### REQUIRED TASK
Print the data that follows exactly.
══ AVAILABLE RECORDS
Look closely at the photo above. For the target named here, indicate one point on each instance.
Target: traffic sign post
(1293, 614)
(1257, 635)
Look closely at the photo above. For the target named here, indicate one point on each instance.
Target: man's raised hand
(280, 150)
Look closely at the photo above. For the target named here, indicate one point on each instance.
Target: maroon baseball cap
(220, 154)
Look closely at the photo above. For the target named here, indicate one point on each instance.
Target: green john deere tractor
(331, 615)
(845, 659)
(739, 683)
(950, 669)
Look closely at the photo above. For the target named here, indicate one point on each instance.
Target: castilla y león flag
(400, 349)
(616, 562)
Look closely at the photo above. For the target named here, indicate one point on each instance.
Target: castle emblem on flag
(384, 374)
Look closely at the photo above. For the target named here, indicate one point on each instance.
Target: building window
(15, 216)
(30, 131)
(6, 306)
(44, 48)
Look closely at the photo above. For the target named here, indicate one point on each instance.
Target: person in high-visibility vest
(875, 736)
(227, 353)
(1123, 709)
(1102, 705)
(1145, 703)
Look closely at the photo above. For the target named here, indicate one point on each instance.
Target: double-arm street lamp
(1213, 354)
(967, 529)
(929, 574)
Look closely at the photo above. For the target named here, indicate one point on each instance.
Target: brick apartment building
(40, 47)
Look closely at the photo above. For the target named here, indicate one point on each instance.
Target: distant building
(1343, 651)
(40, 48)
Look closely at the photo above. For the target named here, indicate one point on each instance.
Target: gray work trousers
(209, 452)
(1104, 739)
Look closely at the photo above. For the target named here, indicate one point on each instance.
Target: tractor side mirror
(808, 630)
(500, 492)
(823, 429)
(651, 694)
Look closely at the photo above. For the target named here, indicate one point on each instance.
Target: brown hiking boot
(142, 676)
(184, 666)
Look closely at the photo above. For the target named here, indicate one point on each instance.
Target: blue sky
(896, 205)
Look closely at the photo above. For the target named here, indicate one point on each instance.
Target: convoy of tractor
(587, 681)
════
### WRITTEN SOLUTION
Look closely at the photo above. For the target named here, indicate one point on each instance.
Target: traffic sign post
(1293, 614)
(1257, 635)
Look closely at the photo above. For the target named here, indicate one point on each instance.
Target: man's raised hand
(280, 150)
Look closely at the photo above. For the target named here, indicate one point on each instance.
Target: maroon baseball cap
(220, 154)
Look closely at the photo above. For the target named here, indicate one point on each instance.
Target: green john deere tractor
(331, 615)
(845, 659)
(739, 683)
(950, 669)
Look closely at the photo above. For the target named here, indicate one point on each instance.
Target: castilla y león flag
(400, 349)
(616, 562)
Look closely at the photo above. For the target named here, indicate one point on each instance.
Target: castle emblem on flag
(384, 374)
Look closely at the photo above. For the target named here, indicate one point on each instance.
Target: building window
(15, 216)
(30, 131)
(6, 306)
(44, 48)
Look closely at the photo above. For the target named here, indicate one point on each instance.
Target: person in high-visibility vest
(875, 736)
(227, 353)
(1123, 709)
(1102, 705)
(1145, 703)
Look closely at the photo above. For the target named here, indicate one point on each instance.
Target: double-arm street lamp
(1213, 354)
(967, 529)
(929, 574)
Look closely at the photo above. For the target named here, indicate one point on each instance.
Target: brick apartment building
(40, 47)
Look closely at the photo above. For the target named here, indicate one point on each instance.
Target: distant building
(1343, 651)
(40, 48)
Look closely at the photo above. For the target named here, indicate one point on each instance.
Target: gray work trousers
(209, 452)
(1104, 739)
Look closely at the photo above. For the target named here, indicate one point on each instance.
Target: tractor side mirror
(808, 630)
(500, 492)
(823, 429)
(651, 694)
Look closely at the photo above. For the target named here, indicate one point on each instance.
Target: brown hiking boot
(142, 676)
(184, 666)
Look closely at the photo above. For the target named here, indicate one point on each instance.
Target: blue sky
(896, 205)
Look closely at the photo above. For the target named here, indicate one point on each instance.
Target: convoy of tractor
(587, 681)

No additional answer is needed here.